--- WHAT TO WORK ON ---
Reproduce verbatim the lines of the material below, starting at the line that contains "Reviewer note: every instance of the boy's arm" and ending with the material's last line, both included.

--- INPUT MATERIAL ---
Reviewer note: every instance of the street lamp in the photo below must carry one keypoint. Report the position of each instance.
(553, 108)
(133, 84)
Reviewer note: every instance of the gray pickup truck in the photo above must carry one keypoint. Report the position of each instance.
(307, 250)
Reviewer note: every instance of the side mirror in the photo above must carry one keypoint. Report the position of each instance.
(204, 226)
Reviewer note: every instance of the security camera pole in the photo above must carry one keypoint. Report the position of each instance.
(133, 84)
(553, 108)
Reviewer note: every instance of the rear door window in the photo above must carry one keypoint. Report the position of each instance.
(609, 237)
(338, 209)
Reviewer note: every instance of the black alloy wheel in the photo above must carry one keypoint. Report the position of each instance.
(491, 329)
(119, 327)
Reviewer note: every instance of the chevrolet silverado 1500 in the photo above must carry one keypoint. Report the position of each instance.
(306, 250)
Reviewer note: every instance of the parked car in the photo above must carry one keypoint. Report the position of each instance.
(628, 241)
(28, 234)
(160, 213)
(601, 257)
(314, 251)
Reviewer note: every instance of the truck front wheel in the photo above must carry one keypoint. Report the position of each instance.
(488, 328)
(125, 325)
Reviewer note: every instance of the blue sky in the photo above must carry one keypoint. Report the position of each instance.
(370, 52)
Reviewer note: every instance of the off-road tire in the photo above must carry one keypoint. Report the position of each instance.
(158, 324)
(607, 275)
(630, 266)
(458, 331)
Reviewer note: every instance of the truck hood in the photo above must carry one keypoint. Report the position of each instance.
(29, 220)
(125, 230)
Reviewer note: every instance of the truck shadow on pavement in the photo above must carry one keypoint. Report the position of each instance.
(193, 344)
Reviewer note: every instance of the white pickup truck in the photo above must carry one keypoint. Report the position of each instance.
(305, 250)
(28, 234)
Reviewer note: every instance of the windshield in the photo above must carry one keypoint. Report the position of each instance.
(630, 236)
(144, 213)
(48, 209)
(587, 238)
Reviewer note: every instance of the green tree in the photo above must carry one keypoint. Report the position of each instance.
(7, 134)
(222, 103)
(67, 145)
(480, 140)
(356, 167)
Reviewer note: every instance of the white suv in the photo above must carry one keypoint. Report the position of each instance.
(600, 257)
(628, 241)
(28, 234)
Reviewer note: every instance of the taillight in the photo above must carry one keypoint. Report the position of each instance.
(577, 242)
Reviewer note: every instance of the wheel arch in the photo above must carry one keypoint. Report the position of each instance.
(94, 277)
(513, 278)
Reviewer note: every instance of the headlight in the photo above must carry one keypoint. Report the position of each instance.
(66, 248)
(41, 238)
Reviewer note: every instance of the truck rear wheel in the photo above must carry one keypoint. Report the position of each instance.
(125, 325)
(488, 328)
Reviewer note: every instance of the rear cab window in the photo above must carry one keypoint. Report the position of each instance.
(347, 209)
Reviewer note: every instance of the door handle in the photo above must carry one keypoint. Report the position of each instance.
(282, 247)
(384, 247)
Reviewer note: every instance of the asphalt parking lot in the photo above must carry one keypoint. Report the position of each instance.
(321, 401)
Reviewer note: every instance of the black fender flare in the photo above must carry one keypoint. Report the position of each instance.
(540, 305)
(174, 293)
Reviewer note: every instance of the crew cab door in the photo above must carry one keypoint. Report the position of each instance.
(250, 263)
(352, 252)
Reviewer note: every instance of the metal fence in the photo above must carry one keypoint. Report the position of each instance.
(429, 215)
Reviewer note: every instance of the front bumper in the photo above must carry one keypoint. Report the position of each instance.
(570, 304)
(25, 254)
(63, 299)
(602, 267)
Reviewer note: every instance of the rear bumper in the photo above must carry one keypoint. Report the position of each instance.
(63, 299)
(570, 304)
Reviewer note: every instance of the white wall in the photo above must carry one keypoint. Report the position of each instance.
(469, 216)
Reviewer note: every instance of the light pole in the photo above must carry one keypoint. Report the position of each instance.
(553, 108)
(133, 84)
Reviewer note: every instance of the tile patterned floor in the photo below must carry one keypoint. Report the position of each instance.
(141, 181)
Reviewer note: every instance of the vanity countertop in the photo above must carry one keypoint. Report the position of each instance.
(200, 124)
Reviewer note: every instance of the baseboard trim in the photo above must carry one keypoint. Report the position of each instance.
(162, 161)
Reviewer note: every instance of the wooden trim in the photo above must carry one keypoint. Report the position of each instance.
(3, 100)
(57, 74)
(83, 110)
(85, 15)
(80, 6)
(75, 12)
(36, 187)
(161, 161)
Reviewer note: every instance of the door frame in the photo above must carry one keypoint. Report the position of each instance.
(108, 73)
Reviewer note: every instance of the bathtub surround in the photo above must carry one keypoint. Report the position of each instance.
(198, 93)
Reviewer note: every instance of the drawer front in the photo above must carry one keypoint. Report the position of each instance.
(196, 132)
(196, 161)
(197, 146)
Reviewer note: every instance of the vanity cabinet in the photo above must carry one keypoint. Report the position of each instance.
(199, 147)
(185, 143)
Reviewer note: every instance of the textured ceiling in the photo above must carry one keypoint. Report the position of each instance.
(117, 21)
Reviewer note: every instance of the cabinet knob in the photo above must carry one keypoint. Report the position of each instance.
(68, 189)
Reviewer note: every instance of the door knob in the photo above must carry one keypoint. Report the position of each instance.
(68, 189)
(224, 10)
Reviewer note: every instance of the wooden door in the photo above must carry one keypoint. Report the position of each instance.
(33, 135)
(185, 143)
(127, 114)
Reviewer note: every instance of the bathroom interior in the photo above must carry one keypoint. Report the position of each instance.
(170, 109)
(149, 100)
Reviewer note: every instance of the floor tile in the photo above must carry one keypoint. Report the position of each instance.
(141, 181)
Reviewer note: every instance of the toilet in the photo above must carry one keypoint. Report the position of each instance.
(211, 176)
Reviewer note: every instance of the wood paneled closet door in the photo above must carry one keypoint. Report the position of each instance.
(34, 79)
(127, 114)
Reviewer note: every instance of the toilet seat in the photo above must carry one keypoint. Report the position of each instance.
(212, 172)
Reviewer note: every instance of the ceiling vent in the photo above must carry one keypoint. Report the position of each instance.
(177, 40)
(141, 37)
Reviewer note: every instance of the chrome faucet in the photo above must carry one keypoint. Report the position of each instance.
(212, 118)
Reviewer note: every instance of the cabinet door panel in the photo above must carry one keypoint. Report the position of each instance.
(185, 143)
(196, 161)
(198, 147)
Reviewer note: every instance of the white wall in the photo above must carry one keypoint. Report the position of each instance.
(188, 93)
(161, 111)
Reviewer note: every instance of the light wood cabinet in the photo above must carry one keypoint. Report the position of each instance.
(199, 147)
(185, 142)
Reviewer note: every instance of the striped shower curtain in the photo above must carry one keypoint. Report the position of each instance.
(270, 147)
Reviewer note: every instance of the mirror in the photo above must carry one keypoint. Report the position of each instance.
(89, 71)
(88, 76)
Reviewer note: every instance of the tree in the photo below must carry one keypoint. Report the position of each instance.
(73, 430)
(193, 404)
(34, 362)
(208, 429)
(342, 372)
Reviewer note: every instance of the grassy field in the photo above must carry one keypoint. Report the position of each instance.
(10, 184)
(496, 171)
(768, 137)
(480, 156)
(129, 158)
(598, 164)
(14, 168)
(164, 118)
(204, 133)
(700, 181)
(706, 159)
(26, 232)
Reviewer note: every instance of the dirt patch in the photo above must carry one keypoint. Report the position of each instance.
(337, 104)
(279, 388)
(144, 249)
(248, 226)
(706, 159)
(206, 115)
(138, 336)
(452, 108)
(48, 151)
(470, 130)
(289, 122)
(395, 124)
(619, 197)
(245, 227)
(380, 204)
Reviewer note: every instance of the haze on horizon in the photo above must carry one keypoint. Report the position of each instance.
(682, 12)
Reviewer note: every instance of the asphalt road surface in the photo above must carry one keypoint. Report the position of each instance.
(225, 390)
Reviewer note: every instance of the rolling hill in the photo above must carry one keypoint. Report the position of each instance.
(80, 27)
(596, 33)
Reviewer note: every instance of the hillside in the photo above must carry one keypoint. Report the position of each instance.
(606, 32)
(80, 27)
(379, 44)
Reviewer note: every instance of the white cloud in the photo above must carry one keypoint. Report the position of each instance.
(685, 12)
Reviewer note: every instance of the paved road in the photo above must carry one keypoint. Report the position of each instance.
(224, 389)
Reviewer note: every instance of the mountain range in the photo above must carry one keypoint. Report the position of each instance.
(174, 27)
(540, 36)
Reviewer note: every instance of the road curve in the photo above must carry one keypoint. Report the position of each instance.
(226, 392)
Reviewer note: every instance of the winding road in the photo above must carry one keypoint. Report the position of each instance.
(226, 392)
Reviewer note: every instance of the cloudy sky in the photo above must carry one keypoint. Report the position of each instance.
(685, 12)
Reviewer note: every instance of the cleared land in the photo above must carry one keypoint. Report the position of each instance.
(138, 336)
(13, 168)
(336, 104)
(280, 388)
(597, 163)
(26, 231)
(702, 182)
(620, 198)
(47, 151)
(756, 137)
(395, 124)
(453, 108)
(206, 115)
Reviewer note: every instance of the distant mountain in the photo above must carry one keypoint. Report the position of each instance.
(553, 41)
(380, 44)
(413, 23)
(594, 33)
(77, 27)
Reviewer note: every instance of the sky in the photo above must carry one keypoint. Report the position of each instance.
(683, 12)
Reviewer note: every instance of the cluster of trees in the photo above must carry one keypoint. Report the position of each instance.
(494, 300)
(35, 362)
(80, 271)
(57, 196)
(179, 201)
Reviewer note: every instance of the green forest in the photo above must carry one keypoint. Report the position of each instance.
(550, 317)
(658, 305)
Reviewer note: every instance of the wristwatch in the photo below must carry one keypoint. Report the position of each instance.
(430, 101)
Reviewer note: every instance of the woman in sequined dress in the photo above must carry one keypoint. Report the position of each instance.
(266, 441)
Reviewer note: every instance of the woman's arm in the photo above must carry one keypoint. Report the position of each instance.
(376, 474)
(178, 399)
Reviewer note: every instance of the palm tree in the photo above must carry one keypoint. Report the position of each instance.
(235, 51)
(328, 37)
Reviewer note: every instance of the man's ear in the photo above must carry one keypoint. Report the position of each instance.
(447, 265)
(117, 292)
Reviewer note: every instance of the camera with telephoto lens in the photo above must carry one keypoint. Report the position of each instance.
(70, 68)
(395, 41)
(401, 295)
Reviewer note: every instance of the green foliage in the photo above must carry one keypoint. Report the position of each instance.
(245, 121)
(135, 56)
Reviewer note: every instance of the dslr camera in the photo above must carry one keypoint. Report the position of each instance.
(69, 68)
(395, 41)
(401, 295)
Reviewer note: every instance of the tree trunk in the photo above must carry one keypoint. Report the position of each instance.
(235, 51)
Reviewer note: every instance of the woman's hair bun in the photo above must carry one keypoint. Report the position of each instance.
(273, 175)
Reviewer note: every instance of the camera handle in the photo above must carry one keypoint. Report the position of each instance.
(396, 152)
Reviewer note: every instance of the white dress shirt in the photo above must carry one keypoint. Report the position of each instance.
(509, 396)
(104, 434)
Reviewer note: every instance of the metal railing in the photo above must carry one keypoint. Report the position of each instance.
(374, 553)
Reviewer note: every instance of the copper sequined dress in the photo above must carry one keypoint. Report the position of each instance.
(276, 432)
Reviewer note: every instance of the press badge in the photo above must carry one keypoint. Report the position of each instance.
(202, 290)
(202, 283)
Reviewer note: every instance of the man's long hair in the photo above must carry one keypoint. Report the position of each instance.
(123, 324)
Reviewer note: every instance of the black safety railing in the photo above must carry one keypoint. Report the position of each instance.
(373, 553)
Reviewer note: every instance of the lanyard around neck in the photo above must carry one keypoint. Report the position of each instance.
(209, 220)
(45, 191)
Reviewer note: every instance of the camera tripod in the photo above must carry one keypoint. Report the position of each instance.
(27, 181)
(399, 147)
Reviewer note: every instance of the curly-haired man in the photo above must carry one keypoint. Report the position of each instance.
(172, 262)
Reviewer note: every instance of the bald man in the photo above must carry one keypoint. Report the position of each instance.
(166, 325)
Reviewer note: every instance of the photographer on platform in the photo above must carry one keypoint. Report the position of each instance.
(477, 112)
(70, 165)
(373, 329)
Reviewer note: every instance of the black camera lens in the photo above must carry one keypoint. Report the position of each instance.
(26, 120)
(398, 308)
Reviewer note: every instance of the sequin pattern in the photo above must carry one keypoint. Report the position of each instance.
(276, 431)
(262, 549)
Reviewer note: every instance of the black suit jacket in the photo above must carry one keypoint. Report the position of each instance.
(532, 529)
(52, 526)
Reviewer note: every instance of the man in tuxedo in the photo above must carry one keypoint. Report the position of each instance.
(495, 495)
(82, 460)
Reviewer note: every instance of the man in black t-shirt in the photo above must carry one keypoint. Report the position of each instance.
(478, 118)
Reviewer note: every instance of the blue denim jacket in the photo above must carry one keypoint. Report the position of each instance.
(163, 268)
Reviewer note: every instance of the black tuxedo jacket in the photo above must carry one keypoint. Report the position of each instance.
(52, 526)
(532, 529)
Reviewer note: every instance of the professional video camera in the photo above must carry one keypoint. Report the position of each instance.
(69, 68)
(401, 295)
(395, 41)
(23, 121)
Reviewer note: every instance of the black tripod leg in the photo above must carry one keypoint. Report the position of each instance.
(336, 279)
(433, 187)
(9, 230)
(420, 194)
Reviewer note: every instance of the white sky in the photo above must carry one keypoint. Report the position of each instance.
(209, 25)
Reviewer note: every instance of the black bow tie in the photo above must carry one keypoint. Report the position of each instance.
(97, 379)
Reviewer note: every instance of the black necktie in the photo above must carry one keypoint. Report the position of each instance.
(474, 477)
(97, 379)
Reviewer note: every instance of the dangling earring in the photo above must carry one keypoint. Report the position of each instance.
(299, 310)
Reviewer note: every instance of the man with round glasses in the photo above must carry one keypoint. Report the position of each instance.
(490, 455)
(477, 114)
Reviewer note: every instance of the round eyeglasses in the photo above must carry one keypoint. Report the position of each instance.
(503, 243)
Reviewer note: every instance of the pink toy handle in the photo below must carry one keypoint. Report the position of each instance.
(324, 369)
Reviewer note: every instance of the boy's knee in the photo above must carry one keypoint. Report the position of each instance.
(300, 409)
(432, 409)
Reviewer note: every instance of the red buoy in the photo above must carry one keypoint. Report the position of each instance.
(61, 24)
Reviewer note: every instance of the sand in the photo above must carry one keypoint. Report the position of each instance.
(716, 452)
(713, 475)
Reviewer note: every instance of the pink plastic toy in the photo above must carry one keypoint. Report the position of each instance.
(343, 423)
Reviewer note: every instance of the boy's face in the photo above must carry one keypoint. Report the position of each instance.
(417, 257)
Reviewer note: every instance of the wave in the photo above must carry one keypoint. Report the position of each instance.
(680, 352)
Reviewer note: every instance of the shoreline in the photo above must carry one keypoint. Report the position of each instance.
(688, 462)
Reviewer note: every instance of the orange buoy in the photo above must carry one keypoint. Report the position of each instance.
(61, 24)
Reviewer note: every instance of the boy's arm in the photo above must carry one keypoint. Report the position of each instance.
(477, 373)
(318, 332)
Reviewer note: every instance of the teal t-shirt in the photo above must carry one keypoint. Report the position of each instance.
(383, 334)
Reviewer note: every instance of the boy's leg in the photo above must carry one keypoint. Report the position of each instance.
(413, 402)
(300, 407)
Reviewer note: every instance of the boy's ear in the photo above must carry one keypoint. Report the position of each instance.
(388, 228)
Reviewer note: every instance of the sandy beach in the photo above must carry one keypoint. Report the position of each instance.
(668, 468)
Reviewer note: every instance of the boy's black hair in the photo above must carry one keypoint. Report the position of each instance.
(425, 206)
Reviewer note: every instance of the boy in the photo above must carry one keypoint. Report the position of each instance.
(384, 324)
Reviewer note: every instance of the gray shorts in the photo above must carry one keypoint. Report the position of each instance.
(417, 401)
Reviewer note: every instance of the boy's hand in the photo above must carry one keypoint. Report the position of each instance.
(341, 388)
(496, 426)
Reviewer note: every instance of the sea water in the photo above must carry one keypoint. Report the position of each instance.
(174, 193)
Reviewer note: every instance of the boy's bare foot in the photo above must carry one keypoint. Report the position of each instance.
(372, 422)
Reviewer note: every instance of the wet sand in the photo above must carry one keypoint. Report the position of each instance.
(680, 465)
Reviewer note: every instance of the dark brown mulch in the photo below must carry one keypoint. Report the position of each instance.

--- TASK SOLUTION ---
Reviewer note: every instance of the boy's arm in the photo above must carry one keypoint. Report the position of each instance.
(477, 373)
(318, 332)
Reviewer note: every instance of the teal t-shirt in the photo above must carry one keypoint. Report the position of each instance.
(383, 334)
Reviewer note: every instance of the boy's leg in the photo above must carry one keypoint. Report the position of each instance.
(413, 402)
(300, 407)
Reviewer note: every instance of the boy's ear in the photo above must carry one keypoint. Report the position of each instance.
(388, 228)
Reviewer note: every instance of the sandy beach in the photo above must carry one keypoint. Report the position of each instance.
(668, 468)
Reviewer note: every instance of the boy's black hair in the photo above must carry one keypoint. Report the position of each instance.
(425, 206)
Reviewer note: every instance of the boy in the photo above must carry one keypoint. Report the position of each instance.
(384, 324)
Reviewer note: every instance of the gray shorts in the photo above must carry one keypoint. Report the position of each instance.
(417, 401)
Reviewer note: every instance of the boy's hand in the photo above must carry one keypoint. Report the position of each instance.
(341, 388)
(496, 426)
Reviewer note: every instance of the sea water in the photo above must carry one keypoint. Report the position of each instance.
(174, 193)
Reviewer note: every instance of the boy's bare foot in the photo above must carry one keypoint. Report the position of each instance.
(372, 422)
Reviewer note: every instance of the wet sand in the photo above must carry one keypoint. Report the position of each instance.
(680, 465)
Reviewer note: every instance of the dark brown mulch in the photo below must carry one keypoint. Report the position of each instance.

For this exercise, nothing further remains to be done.